◆ Exercise prompt
Copy the rows out again with every "storefront sign" swapped for "shop sign" and nothing else altered. Omit the pictures.

[START OF Exercise inputs]

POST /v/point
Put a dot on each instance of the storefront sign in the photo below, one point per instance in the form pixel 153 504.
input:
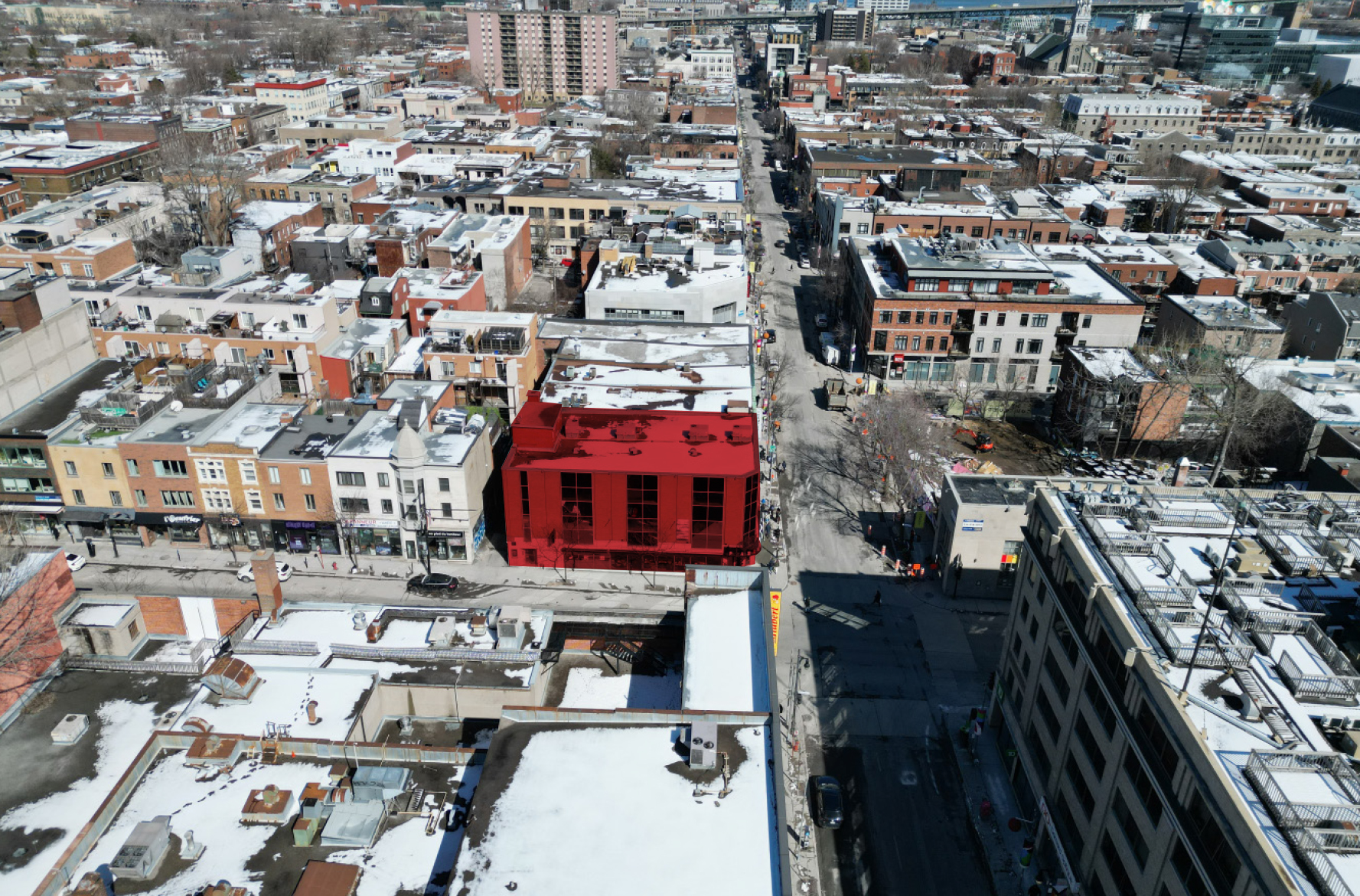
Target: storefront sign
pixel 775 621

[END OF Exercise inputs]

◆ Solution to this task
POST /v/point
Put a dot on each instance of the shop sign in the photo below, one point per instance in the form pixel 153 504.
input:
Target: shop sign
pixel 775 621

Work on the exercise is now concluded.